Provide an exact reproduction of every entry.
____
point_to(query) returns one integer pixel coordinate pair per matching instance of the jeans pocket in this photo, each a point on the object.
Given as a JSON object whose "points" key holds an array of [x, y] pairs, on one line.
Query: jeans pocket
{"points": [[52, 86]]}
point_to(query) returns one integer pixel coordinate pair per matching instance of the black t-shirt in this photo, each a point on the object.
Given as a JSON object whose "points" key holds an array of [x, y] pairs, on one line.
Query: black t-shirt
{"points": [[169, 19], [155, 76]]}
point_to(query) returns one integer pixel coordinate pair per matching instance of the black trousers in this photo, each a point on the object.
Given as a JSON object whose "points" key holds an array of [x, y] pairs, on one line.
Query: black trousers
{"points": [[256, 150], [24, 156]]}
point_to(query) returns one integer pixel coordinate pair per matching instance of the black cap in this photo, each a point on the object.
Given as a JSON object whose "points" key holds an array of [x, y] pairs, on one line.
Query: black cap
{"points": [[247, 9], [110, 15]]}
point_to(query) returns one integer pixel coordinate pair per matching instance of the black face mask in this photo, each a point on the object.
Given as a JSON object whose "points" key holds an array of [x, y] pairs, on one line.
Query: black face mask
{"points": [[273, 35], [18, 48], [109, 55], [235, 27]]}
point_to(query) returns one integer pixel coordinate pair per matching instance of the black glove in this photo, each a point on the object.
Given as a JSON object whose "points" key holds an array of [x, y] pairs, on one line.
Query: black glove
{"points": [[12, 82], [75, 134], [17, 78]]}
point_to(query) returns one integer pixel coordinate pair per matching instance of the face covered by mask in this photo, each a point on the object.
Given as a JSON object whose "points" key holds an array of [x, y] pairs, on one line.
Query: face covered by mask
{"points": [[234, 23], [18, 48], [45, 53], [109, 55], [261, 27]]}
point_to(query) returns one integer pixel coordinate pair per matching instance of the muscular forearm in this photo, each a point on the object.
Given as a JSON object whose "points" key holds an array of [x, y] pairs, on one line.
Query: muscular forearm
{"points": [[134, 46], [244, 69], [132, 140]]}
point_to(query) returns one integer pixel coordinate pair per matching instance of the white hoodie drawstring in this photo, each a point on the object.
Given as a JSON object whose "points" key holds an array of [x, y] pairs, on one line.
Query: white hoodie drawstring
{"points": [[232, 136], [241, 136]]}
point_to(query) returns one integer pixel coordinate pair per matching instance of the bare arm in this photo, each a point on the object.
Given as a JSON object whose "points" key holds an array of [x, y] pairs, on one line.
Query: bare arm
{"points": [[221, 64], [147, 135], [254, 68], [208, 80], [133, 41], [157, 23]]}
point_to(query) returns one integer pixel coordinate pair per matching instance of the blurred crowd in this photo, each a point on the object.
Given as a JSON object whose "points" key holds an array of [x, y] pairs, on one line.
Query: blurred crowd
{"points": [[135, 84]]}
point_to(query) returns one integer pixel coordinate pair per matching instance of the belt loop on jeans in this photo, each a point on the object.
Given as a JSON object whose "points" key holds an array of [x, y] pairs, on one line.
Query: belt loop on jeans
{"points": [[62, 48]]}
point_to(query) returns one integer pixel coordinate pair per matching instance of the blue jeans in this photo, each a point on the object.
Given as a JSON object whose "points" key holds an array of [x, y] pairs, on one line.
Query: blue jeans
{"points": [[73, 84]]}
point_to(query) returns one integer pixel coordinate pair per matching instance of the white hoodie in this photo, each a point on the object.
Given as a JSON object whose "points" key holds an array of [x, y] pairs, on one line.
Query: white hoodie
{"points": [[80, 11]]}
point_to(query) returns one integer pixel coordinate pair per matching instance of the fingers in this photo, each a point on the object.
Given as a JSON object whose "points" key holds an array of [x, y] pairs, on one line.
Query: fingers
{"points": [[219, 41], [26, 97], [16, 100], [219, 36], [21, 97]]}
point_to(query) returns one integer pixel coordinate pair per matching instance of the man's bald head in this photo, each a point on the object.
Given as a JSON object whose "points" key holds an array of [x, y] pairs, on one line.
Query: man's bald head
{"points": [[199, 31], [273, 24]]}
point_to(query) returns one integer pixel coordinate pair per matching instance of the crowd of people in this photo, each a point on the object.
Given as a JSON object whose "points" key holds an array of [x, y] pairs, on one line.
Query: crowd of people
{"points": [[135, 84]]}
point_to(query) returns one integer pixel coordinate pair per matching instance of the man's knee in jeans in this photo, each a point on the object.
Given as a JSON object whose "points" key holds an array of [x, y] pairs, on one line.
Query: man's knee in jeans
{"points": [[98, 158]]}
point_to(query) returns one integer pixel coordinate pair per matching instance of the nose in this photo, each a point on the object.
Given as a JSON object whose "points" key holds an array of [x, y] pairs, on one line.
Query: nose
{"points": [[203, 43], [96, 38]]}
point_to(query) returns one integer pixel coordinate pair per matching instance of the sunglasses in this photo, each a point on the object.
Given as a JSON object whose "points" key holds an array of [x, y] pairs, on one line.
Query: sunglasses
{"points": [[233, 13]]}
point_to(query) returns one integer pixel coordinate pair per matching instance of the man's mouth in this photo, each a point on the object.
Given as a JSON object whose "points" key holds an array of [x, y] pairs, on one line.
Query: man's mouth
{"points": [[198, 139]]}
____
**RESPONSE TO THIS EXERCISE**
point_to(query) returns one integer pixel coordinate pair per matching instance of the jeans pocket in this photo, each a point on the object.
Given as a JSON object whose "points" key holds an array of [x, y] pairs, on one line.
Query: jeans pocket
{"points": [[52, 86]]}
point_to(query) returns one integer pixel coordinate pair per matching instance of the black t-shirt in this photo, each a point on the object.
Given as a JSON object whose "points" key holds an array of [x, y] pairs, on one line.
Query: black t-shirt
{"points": [[169, 19], [155, 76]]}
point_to(query) returns one integer pixel coordinate pair per matching instance of the black trousers in this photo, each a point on the object.
Given as a JSON object whose "points" key holds an array of [x, y] pairs, on one line.
Query: black trousers
{"points": [[256, 150], [24, 156]]}
point_to(query) returns one integer pixel coordinate pair per matching instance of the black cap in this photo, each a point on the object.
Given as a JSON object whose "points" key holds an array of [x, y] pairs, on one line.
Query: black cap
{"points": [[247, 9], [110, 15]]}
point_to(query) returns one integer pixel coordinate pair per matching instance of the black face mask in this photo, each a point on the object.
Given as a JSON object whose "points" key holds an array of [x, y] pairs, on one line.
Query: black face mask
{"points": [[273, 35], [18, 48], [109, 55], [235, 27]]}
point_to(query) returns one integer pixel coordinate pair per matching instance of the black glove in this photo, each a point on the object.
Given as a JSON object whose "points" key holds an array of [x, y] pairs, on one line.
Query: black glove
{"points": [[12, 82], [75, 134], [17, 78]]}
point_to(query) returns one integer pixel coordinate pair per matching instance of the face covered by mask in this photo, each a point on the object.
Given as a JSON object whose "points" key holds an array of [x, y] pairs, on one line.
Query: face covered by mask
{"points": [[234, 23], [18, 48], [45, 53], [109, 55], [261, 27]]}
point_to(query) returns one integer pixel coordinate pair per matching instance of the muscular forearm in this photo, each a point on the object.
Given as a JSON object whose "points" key holds an array of [x, y] pairs, on one line.
Query: muscular forearm
{"points": [[134, 46], [244, 69], [132, 140]]}
point_to(query) returns one integer pixel coordinate pair per matching instance of the white hoodie drawstring in this photo, each a point on the object.
Given as a JSON object whose "points" key holds an array of [x, y] pairs, on one line.
Query: white hoodie drawstring
{"points": [[232, 136], [241, 136]]}
point_to(query) returns one integer pixel coordinate pair per matching instance of the bare arm in this photo, each a point on the object.
Given as a JSON object whose "points" key holds an array of [x, y] pairs, on one line.
Query: bare arm
{"points": [[221, 64], [147, 135], [254, 68], [208, 80], [133, 41], [157, 23]]}
point_to(query) returns one integer pixel coordinate pair per matching instance of the blurred crowd in this photo, each a point on the object.
Given as a JSON object whose "points" key holds an array of [x, y] pairs, on one line.
Query: blurred crowd
{"points": [[135, 84]]}
point_to(query) returns one integer pixel coordinate pair per matching instance of the belt loop on jeans in this photo, each a point on the object.
Given as a JSON object whose "points" key holds an array of [x, y] pairs, on one line.
Query: belt loop on jeans
{"points": [[62, 48]]}
point_to(query) returns one integer pixel coordinate pair per matching instance of the blue jeans in this photo, each a point on the object.
Given as a JSON object whose "points" key holds an array of [x, y] pairs, on one line.
Query: blue jeans
{"points": [[73, 84]]}
point_to(query) returns one integer pixel coordinate pair per matching instance of the white hoodie in this photo, each a point on the object.
Given as a JSON object whose "points" key holds an array of [x, y] pairs, on one line.
Query: white hoodie
{"points": [[80, 11]]}
point_to(query) returns one integer pixel coordinate pair per matching instance of the fingers in this photo, each a point on the object.
Given as a JSON object whose "points" key holds an array of [x, y] pairs, on one line.
Query: fingers
{"points": [[219, 41], [26, 97], [16, 100], [219, 36], [21, 97]]}
point_to(query) returns one integer pixel coordinate pair per matching instance of the man's bald head in this photo, each a point on the object.
Given as a JSON object whose "points" key holds an array of [x, y] pairs, on one line.
Query: man's bald head
{"points": [[199, 31], [273, 24]]}
point_to(query) returns one integer pixel coordinate pair per matching instance of the crowd of people in this photo, each a point on the object.
Given as a JSON object whose "points" key holds an array of [x, y] pairs, on one line.
Query: crowd of people
{"points": [[135, 84]]}
point_to(query) returns one integer pixel coordinate pair per matching instance of the man's knee in jeans in this photo, each a point on the object.
Given as a JSON object whose "points" key holds an array of [x, y] pairs, on one line.
Query: man's knee in jeans
{"points": [[98, 158]]}
point_to(query) returns one integer pixel coordinate pair per matching instance of the nose in this photo, each a point on the object.
Given as a JSON object whose "points" key holds an array of [x, y] pairs, on one line.
Query: nose
{"points": [[203, 43], [96, 38]]}
point_to(query) returns one integer pixel coordinate pair per matching instance of the sunglasses in this photo, each a point on the object.
Given as a JSON object whose "points" key holds an array of [x, y] pairs, on one line.
Query: sunglasses
{"points": [[233, 13]]}
point_to(query) returns one integer pixel coordinate pair per matching instance of the man's mouth in this photo, each a point on the object.
Given as a JSON object whose "points" key holds an array of [x, y] pairs, on one line.
Query: man's mouth
{"points": [[198, 139]]}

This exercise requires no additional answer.